■ Data lines ■

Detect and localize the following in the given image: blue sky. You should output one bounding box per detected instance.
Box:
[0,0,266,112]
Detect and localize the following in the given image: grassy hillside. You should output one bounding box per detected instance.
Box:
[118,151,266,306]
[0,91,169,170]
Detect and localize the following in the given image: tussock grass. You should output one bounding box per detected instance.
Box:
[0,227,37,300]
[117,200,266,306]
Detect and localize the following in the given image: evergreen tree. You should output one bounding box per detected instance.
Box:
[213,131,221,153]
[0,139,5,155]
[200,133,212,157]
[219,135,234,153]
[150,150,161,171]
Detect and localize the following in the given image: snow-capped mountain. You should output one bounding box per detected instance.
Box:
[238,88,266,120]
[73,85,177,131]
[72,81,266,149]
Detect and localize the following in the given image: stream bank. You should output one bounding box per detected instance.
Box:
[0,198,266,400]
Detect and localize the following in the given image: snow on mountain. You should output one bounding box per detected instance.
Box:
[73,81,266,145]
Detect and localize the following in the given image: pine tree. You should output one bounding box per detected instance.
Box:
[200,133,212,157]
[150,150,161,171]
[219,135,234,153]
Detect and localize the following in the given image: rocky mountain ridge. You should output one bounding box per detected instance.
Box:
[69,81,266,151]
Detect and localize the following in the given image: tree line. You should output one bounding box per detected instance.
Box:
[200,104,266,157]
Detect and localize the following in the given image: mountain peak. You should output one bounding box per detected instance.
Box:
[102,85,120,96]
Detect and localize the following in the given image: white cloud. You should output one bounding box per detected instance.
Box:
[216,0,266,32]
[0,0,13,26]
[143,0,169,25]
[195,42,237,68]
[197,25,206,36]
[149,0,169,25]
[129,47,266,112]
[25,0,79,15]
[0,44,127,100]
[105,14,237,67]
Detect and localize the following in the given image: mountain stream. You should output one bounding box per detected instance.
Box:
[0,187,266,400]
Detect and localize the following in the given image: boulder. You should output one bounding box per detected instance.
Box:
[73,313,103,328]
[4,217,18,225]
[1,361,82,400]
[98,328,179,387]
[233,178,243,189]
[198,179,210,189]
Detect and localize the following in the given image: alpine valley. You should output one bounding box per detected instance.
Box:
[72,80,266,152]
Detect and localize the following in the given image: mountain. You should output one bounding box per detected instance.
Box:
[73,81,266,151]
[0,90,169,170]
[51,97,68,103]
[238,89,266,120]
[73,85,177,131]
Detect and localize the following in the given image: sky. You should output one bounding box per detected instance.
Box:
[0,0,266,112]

■ Task objective ■
Can you reproduce all of the records above word for word, keeping every line and its order unchanged?

■ The reply ■
Detect and localize the following in the given image: blue sky. You should output one bounding box per detected instance.
Box:
[0,0,266,112]
Detect and localize the following in the given image: grassy hillside. You should output one bounding box per detected instance.
Box:
[118,151,266,306]
[0,91,169,170]
Detect and localize the following in the given image: tussock grass. You should output one bounding box per detected instance.
Box:
[0,227,37,300]
[117,200,266,306]
Detect and localize the following in the given image: evergreen tree. You should output one bounding box per detected instance.
Box:
[213,131,221,153]
[0,139,5,155]
[200,133,212,157]
[219,135,234,153]
[150,150,161,171]
Detect and localize the following in the given image: snow-capped mountain. You should output one bounding box per detected instance.
Box:
[238,88,266,120]
[73,85,177,131]
[72,81,266,149]
Detect and localize the following in the given image: stream bank. You should output one bounding box per detected instance.
Box:
[0,198,266,400]
Detect and localize the following in the given image: snow on mountain. You should output one bounding box per detected instance.
Box:
[73,81,266,145]
Detect and localize the following in the given image: pine tree. You should output one bounding box per detected instance.
Box:
[200,133,212,157]
[150,150,161,171]
[219,135,234,153]
Detect and localize the following in the given image: rocky mountain ridge. You should output one bounding box per detected instance.
Box:
[69,81,266,151]
Detect and localize the following in the given image: tree line. You should output one bounding box per detected instance.
Box:
[200,104,266,157]
Detect and localize the following in the given image: mountain peak. You should output one bounding box per detected instance.
Box:
[102,85,120,96]
Detect and localize the following in the given image: white cloud. You should output one bounding box per detected instance.
Box:
[216,0,266,32]
[0,0,13,26]
[143,0,169,25]
[195,42,237,68]
[197,25,206,36]
[149,0,169,25]
[129,47,266,112]
[25,0,79,15]
[0,44,127,100]
[105,14,237,67]
Detect and localize the following in the given image: mountain stream. You should output one bounding box per detected instance.
Box:
[0,187,266,400]
Detect and localize the following in the given image: boulder. You should output one bounding box per detected instance.
Box:
[73,313,103,328]
[4,217,18,225]
[1,361,82,400]
[98,328,179,387]
[233,178,243,189]
[198,179,210,189]
Detect and localize the following in the given image: alpine valley. You should output one bounding box per detected instance.
Box:
[72,80,266,152]
Detect and localize the following in the given image: mountain. You should output one bounding box per detected instance.
Box:
[73,81,266,151]
[0,90,169,170]
[51,97,68,103]
[238,89,266,120]
[73,85,177,131]
Detect and localize the following in the given image: sky. You should output one bounding box per detected instance.
Box:
[0,0,266,112]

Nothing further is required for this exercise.